§ What is asked: Reproduce each line exactly. Skip none.

━━━━━━━━

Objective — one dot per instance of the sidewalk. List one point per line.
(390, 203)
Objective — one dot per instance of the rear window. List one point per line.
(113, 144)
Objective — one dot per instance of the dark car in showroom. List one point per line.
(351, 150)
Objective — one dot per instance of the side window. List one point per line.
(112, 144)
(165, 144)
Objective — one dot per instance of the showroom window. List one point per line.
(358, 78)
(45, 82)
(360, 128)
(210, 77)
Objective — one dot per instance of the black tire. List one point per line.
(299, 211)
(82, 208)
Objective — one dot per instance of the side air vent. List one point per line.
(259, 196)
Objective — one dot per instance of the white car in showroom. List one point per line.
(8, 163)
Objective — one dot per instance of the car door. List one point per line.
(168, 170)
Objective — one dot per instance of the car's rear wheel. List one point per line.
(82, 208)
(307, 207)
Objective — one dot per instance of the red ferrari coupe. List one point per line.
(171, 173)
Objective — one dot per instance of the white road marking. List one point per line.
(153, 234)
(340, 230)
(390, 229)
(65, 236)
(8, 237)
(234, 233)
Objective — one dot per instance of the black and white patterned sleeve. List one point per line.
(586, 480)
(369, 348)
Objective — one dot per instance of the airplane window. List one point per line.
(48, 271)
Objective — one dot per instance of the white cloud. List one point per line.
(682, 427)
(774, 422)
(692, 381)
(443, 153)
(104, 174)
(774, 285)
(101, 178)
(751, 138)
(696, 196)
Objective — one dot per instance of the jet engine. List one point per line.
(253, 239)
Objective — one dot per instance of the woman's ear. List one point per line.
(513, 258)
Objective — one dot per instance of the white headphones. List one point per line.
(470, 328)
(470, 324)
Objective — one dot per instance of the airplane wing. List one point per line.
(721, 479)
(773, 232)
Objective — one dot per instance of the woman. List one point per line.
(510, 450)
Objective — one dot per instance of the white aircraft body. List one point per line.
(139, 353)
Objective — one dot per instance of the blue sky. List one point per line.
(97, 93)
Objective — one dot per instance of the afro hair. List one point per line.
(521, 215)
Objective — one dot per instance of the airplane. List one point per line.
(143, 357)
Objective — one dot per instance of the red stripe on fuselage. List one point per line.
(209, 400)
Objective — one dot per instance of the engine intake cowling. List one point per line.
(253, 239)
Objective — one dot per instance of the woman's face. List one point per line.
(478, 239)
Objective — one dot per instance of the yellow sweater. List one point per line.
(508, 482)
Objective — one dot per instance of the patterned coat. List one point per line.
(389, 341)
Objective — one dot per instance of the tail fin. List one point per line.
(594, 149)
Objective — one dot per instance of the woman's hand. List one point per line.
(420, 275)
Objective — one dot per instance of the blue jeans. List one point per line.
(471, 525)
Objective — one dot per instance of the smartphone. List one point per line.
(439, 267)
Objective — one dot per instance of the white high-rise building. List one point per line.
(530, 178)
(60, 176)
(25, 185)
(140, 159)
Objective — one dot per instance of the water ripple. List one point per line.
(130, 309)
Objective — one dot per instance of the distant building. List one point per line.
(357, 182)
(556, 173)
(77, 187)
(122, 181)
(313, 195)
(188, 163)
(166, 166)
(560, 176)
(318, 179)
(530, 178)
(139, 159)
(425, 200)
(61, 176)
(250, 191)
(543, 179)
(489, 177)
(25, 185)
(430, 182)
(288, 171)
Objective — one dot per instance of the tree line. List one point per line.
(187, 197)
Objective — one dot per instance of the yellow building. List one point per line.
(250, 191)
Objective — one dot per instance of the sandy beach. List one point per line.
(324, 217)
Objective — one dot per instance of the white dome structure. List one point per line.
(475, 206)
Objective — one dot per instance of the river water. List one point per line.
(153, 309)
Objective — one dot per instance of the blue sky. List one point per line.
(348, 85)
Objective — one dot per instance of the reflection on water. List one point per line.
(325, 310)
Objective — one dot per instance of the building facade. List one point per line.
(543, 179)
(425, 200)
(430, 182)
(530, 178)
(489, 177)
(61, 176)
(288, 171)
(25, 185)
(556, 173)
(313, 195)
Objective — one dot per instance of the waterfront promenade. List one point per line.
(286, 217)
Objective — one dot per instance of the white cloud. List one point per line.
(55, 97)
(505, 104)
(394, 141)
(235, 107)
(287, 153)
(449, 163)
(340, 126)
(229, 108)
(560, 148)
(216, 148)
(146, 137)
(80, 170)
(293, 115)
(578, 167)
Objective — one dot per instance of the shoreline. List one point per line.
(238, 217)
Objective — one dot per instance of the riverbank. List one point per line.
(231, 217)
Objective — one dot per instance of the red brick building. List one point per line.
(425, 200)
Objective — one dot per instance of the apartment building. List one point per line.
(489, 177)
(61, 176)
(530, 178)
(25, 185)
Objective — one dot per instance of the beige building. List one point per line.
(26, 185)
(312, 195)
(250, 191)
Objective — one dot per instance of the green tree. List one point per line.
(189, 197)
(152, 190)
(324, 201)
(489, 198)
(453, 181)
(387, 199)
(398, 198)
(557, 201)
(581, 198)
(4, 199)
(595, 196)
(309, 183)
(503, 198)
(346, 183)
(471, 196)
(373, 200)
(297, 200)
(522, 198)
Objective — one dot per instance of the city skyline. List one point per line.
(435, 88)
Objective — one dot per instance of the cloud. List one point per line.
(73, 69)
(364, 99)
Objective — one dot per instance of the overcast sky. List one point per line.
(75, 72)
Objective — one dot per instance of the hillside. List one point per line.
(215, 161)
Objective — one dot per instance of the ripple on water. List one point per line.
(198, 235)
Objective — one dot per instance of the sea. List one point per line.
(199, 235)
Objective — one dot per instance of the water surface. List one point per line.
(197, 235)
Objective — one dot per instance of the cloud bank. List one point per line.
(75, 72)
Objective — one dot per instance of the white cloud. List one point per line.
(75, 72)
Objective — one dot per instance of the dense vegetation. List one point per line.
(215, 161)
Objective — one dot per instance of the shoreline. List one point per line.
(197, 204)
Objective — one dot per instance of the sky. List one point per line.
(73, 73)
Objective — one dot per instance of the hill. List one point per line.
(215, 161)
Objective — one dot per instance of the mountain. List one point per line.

━━━━━━━━

§ Correct result:
Objective — one dot per instance of the sidewalk. List one point per line.
(390, 203)
Objective — one dot per instance of the rear window. List one point per line.
(113, 144)
Objective — one dot per instance of the dark car in showroom. List one point per line.
(351, 150)
Objective — one dot per instance of the side window. List one point per line.
(112, 144)
(165, 144)
Objective — one dot per instance of the showroom window. List one point per line.
(358, 78)
(45, 82)
(360, 128)
(210, 77)
Objective — one dot per instance of the black tire. List one point per line.
(299, 211)
(82, 208)
Objective — one dot per instance of the side air vent. List one point per line.
(259, 196)
Objective — one dot per instance of the white car in showroom. List one point per line.
(8, 163)
Objective — one dot per instance of the car door. List one point per line.
(168, 170)
Objective — one dot per instance of the car's rear wheel. List one point per line.
(82, 208)
(307, 207)
Objective — one dot per instance of the red ferrari coupe. List one point per line.
(171, 173)
Objective — one dot per instance of the white road marking. List one point per line.
(153, 234)
(340, 230)
(390, 229)
(65, 236)
(8, 237)
(234, 233)
Objective — one dot per instance of the black and white patterned sleeve. List one point per line.
(586, 480)
(369, 348)
Objective — one dot per instance of the airplane window. List one point per line.
(48, 271)
Objective — one dot per instance of the white cloud. List one point per line.
(682, 427)
(774, 422)
(692, 381)
(443, 153)
(104, 174)
(774, 285)
(101, 178)
(751, 138)
(696, 196)
Objective — one dot per instance of the jet engine. List one point per line.
(253, 239)
Objective — one dot per instance of the woman's ear. List one point per line.
(513, 258)
Objective — one dot per instance of the white headphones. List one point per line.
(470, 328)
(470, 324)
Objective — one dot per instance of the airplane wing. List one point per line.
(721, 479)
(773, 232)
Objective — one dot per instance of the woman. List one point per line.
(510, 450)
Objective — one dot per instance of the white aircraft body. List one point per line.
(139, 353)
Objective — one dot per instance of the blue sky. List one point per line.
(97, 93)
Objective — one dot per instance of the afro hair. List one point per line.
(521, 215)
Objective — one dot per instance of the airplane. List one point per line.
(143, 357)
Objective — one dot per instance of the red stripe on fuselage. List one point per line.
(209, 400)
Objective — one dot per instance of the engine intake cowling. List one point per line.
(253, 239)
Objective — one dot per instance of the woman's face. List one point per line.
(478, 239)
Objective — one dot per instance of the yellow sweater. List one point per line.
(508, 482)
Objective — one dot per instance of the patterned coat. List one point per line.
(389, 341)
Objective — one dot per instance of the tail fin. List one point per line.
(594, 149)
Objective — one dot per instance of the woman's hand. List one point per line.
(420, 275)
Objective — one dot per instance of the blue jeans. List one point per line.
(471, 525)
Objective — one dot per instance of the smartphone. List one point per line.
(439, 267)
Objective — one dot per instance of the white high-rise building. List one point per line.
(530, 178)
(60, 176)
(25, 185)
(140, 159)
Objective — one dot per instance of the water ripple. List one point per line.
(130, 309)
Objective — one dot per instance of the distant building. List one point per line.
(357, 182)
(556, 173)
(77, 187)
(122, 181)
(313, 195)
(188, 163)
(166, 166)
(560, 176)
(318, 179)
(530, 178)
(139, 159)
(425, 200)
(61, 176)
(250, 191)
(543, 179)
(489, 177)
(25, 185)
(430, 182)
(288, 171)
Objective — one dot per instance of the tree line. List one point per line.
(187, 197)
Objective — one dot per instance of the yellow building. List one point per line.
(250, 191)
Objective — one dot per instance of the sandy beach. List one point per line.
(324, 217)
Objective — one dot per instance of the white dome structure. List one point per line.
(475, 206)
Objective — one dot per instance of the river water. List one point per line.
(153, 309)
Objective — one dot per instance of the blue sky. List one point per line.
(348, 85)
Objective — one dot per instance of the reflection on water. List one point per line.
(325, 310)
Objective — one dot per instance of the building facade. List one point per line.
(543, 179)
(425, 200)
(430, 182)
(530, 178)
(489, 177)
(61, 176)
(288, 171)
(25, 185)
(556, 173)
(313, 195)
Objective — one dot per instance of the waterfront promenade. List one point per line.
(286, 217)
Objective — one dot per instance of the white cloud. List one point per line.
(55, 97)
(505, 104)
(394, 141)
(235, 107)
(287, 153)
(449, 163)
(340, 126)
(229, 108)
(560, 148)
(216, 148)
(146, 137)
(80, 170)
(293, 115)
(578, 167)
Objective — one dot per instance of the shoreline. List one point per line.
(238, 217)
Objective — one dot per instance of the riverbank. List one point per line.
(231, 217)
Objective — one dot per instance of the red brick building. List one point per line.
(425, 200)
Objective — one dot per instance of the apartment building. List one point per line.
(489, 177)
(61, 176)
(530, 178)
(25, 185)
Objective — one dot per instance of the beige building. List one point per line.
(26, 185)
(312, 195)
(250, 191)
Objective — one dot per instance of the green tree. List one point per line.
(189, 197)
(152, 190)
(324, 201)
(489, 198)
(453, 181)
(387, 199)
(398, 198)
(557, 201)
(581, 198)
(4, 199)
(595, 196)
(309, 183)
(503, 198)
(346, 183)
(471, 196)
(373, 200)
(297, 200)
(522, 198)
Objective — one dot per instance of the city skyline. List one point per line.
(435, 88)
Objective — one dot per instance of the cloud. List one point per line.
(73, 69)
(364, 99)
Objective — one dot per instance of the overcast sky. List one point per line.
(75, 72)
Objective — one dot per instance of the hillside. List one point per line.
(215, 161)
Objective — one dot per instance of the ripple on water. List one point per line.
(198, 235)
Objective — one dot per instance of the sea. List one point per line.
(199, 235)
Objective — one dot per instance of the water surface. List one point per line.
(197, 235)
Objective — one dot per instance of the cloud bank. List one point per line.
(75, 72)
Objective — one dot per instance of the white cloud. List one point per line.
(75, 72)
Objective — one dot per instance of the dense vegetation. List one point per line.
(215, 161)
Objective — one dot per instance of the shoreline. List one point per line.
(197, 204)
Objective — one dot per instance of the sky. List one point per line.
(73, 73)
Objective — one dot per instance of the hill. List one point per line.
(215, 161)
Objective — one dot per instance of the mountain. List one point per line.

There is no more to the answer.